(Region pointing data)

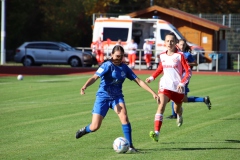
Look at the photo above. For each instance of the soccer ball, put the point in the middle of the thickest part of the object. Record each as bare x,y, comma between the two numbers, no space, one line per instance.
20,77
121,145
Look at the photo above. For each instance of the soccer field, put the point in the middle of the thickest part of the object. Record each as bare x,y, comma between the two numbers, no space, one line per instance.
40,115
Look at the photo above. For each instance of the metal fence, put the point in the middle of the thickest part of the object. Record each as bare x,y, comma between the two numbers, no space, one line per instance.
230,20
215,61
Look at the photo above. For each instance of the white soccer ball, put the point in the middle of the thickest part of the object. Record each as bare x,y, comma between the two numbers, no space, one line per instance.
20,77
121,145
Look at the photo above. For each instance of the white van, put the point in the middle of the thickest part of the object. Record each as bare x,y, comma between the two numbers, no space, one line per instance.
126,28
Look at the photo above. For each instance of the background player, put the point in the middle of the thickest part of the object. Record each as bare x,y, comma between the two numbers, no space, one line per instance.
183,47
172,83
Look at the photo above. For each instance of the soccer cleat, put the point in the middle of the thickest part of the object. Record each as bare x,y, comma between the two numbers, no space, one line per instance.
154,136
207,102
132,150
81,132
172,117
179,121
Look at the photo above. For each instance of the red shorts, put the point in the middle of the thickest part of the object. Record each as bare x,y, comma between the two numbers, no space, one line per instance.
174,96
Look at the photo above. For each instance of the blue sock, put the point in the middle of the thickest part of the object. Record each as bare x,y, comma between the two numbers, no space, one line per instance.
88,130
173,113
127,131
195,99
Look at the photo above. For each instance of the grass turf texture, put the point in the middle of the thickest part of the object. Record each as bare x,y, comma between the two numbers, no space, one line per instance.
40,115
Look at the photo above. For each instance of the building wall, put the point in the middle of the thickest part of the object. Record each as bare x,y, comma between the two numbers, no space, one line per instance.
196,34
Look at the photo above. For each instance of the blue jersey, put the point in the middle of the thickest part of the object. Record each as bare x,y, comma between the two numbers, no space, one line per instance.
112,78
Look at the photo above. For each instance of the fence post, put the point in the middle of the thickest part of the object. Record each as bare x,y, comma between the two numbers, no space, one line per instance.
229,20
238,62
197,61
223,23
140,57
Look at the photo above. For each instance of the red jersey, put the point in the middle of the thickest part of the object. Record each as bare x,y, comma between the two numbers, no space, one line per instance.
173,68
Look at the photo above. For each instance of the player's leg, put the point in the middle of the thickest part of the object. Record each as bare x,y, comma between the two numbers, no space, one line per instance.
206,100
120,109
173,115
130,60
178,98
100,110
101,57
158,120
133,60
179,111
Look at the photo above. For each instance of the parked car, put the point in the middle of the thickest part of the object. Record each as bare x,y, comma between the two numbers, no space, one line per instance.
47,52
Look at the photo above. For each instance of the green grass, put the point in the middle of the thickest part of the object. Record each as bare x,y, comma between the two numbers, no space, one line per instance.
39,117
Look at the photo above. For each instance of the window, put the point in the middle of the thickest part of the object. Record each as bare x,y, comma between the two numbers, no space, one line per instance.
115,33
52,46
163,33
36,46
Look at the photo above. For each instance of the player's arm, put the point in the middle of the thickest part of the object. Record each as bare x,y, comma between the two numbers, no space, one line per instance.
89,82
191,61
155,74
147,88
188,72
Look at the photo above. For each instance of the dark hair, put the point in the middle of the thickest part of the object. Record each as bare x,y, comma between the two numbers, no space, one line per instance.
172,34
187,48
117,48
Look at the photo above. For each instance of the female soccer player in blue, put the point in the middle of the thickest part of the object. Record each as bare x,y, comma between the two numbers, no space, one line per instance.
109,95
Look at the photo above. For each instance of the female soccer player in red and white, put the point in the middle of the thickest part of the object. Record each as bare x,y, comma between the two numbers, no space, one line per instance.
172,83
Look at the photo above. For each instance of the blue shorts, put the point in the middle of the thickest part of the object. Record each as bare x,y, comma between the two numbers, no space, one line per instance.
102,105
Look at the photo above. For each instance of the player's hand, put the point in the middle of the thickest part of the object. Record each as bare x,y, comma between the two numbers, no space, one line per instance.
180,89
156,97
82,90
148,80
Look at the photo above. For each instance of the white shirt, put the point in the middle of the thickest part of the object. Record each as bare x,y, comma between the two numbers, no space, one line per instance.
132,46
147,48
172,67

Directions ▸
Apart from the pictures, repeat every entry exactly.

Answer box ▸
Look at the photo above. For each instance of the soccer ball, put the point in the middle of the thickest part of the object. Record each as bare x,y, comma between the two numbers, no space, one line per instance.
20,77
121,145
Look at the photo above. For each instance of the soccer field, put the point in the middle of the thickest part of the object. Record each as bare x,y, comma between the two numbers, no space, one line per instance.
40,115
Look at the photo above. For each instance of the metal fence, put the point in the middle of the thickest part of the object. Record each as bare x,y, comma between the two numbers, no space, one line per instance.
230,20
215,61
Look at the photo above. For each instance of the white soccer ball, put the point in the middle of the thickest part of the object. Record each as bare x,y, comma between the two numbers, no space, one line per instance.
20,77
121,145
Look at the photo above. For each instance of the white van, put the point in the middle of the thickest part of the object. Record each as bare x,y, comma between the two numbers, no space, one line per instance.
126,28
Look at the photo above. For each instance of the background player, put the point in the middle of the thickest part of the object. Record each as bare x,y, comma between the two numbers, no space, one line per instance.
183,47
172,83
Look at the photo above. For each instance of the soccer cleat, put the point in the middle of the thickest part of the object. Record each as bare x,y, comma between the two numbers, no space, one line per instance.
154,136
207,102
132,150
81,132
172,117
179,121
Look at the photo above. For each instance of the red shorts, put the point in the middle of the thickest part of the object. Record each as bare x,y, comma between the two numbers, no space, one line per instance.
174,96
Look at the photo above. For each instance of the blue sock, put the point in the middle of the thickest part of the object. Record each as bare x,y, comma between the two numbers, no space, one line per instance.
88,130
173,113
127,131
195,99
Look at the photo above. For each instance of the grass turf texture, put the point in the middle of the thickest part of the object. Record each as bare x,y, comma between the two numbers, no space, one line per instance.
40,115
Look at the photo above. For each instance of the building wall, put the point in the middle of the thickest part of the object. Record each as bare x,y, comma between the two numbers, no space, one line per instance.
196,34
Look at the photo above. For each instance of the blue jersey, put the point in the middle of the thickest part of the object. Record each as bare x,y, comma between the two numbers, no space, one line per instance.
112,78
Look at the photo above. For each instance of the fence post, put the point in the middle of the thickest part of the object. Record each as bare x,y, comma between the two numbers, no space, one line per instance.
229,20
238,62
197,61
223,23
140,57
Look at the photo above. For each instance of the red jersey, put the point in the middle of the thickest part of the object. Record each as bare x,y, comma between the two numbers, no space, one line per instance.
173,68
Look at the photo above. For each instance of the player's leg, put the point in the middle of the thickest part of the object. Record each as bare x,y, comma between the two numbers, no space, one line per instance.
206,100
120,109
173,115
130,60
178,98
100,110
101,57
158,120
133,60
179,111
Look at the photo above. For each instance of the parked car, put the point in the middle of the thickest part of the object. Record each as bare x,y, comma between the two numbers, no space, one line per instance.
47,52
Look at the photo above. For each instance of the green grass, put the point in the middle of the thickest part of the object. Record each as bare x,y, comma between the two numbers, no space, one line per instance.
39,117
Look at the photo above. For each instance of the window, put the point in the middle of the thickest part of the object. Record each as bare x,y, comma between the two numbers, no space, one line per instance.
115,33
52,46
163,33
36,46
Look at the photo above. For each instance of the player's arm, put the point in the middle of the thickest part of the object. Record each as bare x,y, comma between the two numbers, no space, one line per instance.
89,82
191,61
155,74
147,88
188,72
Look at the photo above. For each instance of the dark hair, put the point in the middle of the thickest part of the object. Record each as bare x,y, comma between the two numbers, no space, one line per instance.
172,34
187,48
117,48
Look at the photo above. For each instance of the female soccer player in blue, put the point in the middle of the thickest part of the object. Record each as bare x,y, comma between the two numbers, no space, one line per instance.
109,95
Look at the photo above. For each instance of the female soccer player in red and white, put the point in the middle of the thickest part of the object. Record each as bare x,y, comma between the two numbers, no space, one line per instance.
172,83
Look at the photo above. For each instance of the blue shorts, put the point in the middle of the thickest part of the object. Record each as bare x,y, comma between the two numbers, no space, one line per instance.
102,105
Look at the photo above. For each instance of the player's hand, put the point in the middle of the thickest part of the object. Record each as bare x,y, comma between the two numbers, no space, one line per instance.
180,89
156,97
82,90
148,80
Look at the photo above. For each instance of the white shirt, put the point in the middle of the thickest part of the object. Record each as bare x,y, comma between the two numbers, no space, one line per instance.
132,46
147,48
172,67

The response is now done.